WHAT THE TASK REQUIRES
Output only the lines from the one holding "Q: innermost point of each instance of the green court" to the end of the data below, please, copied exactly.

INPUT FOR THIS TASK
++++++++++

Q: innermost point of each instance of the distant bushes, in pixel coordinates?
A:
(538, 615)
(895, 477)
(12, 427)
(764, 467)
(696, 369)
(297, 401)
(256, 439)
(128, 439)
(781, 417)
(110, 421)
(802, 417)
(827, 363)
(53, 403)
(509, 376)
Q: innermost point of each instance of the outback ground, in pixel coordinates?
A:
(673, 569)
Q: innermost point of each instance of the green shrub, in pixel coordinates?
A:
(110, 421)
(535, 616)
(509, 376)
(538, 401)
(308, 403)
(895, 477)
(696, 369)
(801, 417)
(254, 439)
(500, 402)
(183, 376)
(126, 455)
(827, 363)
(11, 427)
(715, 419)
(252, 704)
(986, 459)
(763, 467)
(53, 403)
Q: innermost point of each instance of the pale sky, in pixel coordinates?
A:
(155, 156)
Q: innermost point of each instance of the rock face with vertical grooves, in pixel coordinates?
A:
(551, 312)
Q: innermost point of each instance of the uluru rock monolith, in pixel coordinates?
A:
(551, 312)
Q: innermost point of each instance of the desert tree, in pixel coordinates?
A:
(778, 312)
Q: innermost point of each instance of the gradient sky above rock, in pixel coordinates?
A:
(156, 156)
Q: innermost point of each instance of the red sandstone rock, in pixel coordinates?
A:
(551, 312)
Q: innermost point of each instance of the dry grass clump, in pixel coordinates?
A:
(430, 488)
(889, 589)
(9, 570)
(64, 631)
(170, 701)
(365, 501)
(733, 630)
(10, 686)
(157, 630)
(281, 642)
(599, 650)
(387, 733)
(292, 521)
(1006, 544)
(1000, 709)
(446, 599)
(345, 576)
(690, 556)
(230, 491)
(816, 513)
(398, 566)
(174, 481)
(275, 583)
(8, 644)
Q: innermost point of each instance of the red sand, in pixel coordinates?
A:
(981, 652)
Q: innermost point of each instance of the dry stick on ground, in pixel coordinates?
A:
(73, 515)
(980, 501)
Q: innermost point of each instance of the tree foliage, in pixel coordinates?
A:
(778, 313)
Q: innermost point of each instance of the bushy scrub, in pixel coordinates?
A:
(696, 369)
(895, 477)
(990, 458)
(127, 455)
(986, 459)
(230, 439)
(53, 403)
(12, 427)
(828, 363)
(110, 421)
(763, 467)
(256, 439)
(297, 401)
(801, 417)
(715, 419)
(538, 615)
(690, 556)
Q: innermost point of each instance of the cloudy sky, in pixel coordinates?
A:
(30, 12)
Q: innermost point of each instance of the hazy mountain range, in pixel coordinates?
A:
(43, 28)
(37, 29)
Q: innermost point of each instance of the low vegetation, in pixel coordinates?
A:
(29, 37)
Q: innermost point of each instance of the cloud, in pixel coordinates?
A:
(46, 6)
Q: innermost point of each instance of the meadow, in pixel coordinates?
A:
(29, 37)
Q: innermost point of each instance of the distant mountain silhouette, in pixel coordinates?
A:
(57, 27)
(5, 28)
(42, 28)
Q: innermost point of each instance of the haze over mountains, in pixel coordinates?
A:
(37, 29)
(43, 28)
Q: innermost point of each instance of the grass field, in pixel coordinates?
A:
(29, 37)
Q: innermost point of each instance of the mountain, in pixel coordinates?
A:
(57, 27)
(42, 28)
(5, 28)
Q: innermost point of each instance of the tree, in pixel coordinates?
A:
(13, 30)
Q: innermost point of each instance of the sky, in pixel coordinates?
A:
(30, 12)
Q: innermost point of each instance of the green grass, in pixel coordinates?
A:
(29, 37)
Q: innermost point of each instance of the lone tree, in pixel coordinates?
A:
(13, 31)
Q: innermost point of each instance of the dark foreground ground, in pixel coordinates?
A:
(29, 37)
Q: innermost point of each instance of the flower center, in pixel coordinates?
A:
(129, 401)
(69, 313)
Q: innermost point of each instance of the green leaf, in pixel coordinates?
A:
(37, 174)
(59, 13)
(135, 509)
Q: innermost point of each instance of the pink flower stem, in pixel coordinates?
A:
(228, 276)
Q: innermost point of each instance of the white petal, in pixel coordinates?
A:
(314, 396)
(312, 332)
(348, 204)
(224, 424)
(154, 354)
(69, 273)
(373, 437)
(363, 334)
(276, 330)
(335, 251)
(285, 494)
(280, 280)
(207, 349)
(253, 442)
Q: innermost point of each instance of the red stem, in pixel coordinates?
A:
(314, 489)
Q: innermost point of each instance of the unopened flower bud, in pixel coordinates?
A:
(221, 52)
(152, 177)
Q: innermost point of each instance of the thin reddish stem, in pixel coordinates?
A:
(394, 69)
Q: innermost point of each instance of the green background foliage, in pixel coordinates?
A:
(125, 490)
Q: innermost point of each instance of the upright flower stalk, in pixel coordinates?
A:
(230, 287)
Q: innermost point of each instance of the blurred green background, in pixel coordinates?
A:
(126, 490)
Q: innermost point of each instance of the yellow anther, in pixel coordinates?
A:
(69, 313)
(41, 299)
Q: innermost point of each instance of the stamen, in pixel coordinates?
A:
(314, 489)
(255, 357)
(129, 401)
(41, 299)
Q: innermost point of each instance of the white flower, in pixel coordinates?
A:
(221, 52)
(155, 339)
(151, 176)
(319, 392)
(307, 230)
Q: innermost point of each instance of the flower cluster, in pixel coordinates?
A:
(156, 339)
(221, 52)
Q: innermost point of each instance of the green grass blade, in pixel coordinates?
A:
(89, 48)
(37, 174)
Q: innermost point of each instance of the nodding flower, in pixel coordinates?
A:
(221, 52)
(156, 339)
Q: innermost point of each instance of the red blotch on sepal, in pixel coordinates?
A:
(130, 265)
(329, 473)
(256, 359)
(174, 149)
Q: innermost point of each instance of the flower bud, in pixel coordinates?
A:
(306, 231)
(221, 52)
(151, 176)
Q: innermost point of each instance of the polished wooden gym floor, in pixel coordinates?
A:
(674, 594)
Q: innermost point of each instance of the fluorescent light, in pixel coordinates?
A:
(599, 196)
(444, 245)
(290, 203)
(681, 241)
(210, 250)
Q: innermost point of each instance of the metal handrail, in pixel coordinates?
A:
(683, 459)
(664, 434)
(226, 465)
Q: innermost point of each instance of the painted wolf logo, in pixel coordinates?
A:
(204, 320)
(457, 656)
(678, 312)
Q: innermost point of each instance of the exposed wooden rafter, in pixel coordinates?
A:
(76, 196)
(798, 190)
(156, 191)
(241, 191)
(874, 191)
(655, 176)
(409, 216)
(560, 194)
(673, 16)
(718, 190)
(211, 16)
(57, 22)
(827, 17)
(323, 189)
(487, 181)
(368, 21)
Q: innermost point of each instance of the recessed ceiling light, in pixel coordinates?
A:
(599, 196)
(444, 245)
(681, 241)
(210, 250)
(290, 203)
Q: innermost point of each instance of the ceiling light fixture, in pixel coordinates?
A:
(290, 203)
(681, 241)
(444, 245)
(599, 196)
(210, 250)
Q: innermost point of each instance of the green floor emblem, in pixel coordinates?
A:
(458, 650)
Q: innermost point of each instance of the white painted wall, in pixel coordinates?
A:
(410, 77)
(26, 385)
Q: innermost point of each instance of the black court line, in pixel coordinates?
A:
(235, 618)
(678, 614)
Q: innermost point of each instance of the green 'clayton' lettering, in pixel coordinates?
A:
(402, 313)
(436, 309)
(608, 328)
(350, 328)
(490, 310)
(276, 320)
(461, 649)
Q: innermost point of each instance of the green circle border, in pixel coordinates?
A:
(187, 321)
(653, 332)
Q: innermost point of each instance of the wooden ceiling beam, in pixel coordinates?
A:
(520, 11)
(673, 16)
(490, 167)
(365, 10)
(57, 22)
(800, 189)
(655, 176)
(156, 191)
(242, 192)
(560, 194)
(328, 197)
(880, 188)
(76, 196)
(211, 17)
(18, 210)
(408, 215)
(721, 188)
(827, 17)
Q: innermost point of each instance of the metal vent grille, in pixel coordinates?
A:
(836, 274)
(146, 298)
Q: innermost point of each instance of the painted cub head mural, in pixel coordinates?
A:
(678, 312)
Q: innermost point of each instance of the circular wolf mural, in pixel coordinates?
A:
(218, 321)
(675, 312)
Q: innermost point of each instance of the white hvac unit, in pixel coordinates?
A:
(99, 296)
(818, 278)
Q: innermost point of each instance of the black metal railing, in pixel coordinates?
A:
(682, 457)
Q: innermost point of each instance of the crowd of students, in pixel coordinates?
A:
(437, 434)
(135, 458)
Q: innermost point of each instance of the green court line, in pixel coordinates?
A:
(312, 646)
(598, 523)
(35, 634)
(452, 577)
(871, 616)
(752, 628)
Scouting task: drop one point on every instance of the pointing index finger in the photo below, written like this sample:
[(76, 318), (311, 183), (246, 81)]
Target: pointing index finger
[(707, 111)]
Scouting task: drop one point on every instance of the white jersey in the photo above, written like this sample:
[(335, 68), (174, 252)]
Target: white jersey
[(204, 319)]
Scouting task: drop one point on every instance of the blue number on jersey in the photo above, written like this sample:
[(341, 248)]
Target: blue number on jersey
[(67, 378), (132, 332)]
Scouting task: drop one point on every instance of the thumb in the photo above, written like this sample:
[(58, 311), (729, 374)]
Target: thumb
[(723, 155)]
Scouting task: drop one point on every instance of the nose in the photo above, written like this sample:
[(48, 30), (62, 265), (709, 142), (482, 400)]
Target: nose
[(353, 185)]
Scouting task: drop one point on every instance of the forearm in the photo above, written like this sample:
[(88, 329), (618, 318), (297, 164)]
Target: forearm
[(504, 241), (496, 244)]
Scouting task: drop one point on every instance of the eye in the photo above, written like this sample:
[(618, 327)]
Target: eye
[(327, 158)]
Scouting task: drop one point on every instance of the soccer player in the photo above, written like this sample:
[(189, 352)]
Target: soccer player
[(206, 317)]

++++++++++

RESULT BELOW
Q: innermost point of each instance of the green court line, in pixel coordinates?
A:
(312, 646)
(598, 523)
(35, 634)
(452, 577)
(871, 616)
(752, 628)
Scouting task: drop one point on every instance of the pointing index finger in the photo below, written like this sample:
[(76, 318), (311, 183), (246, 81)]
Target: pointing index finger
[(707, 111)]
Scouting task: drop one point on every instance of the white jersey in the photo above, written like this sample:
[(335, 68), (174, 252)]
Target: white jersey
[(204, 319)]
Scouting task: drop one point on every instance of the blue number on jersey in the photo above, written like this sample:
[(341, 248)]
Target: blue number on jersey
[(67, 378), (132, 332)]
Scouting task: drop one point on every instance of the thumb in the photo above, written like this sample:
[(58, 311), (729, 374)]
Target: thumb
[(723, 155)]
Scouting task: drop one point on every instance of the nose in the photo above, written like this sample:
[(48, 30), (62, 265), (709, 142), (482, 400)]
Target: nose
[(353, 185)]
Scouting task: drop one point on every instance of the forearm in the photo above, written like this sample:
[(88, 329), (618, 318), (297, 164)]
Target: forearm
[(504, 241), (496, 244)]
Scouting task: drop one point on every instance of the eye in the photo above, written like this sample:
[(618, 327)]
Target: eye
[(327, 158)]
Scouting task: drop one point on every instance of the soccer player in the photo above, written like this sample:
[(189, 352)]
Target: soccer player
[(206, 317)]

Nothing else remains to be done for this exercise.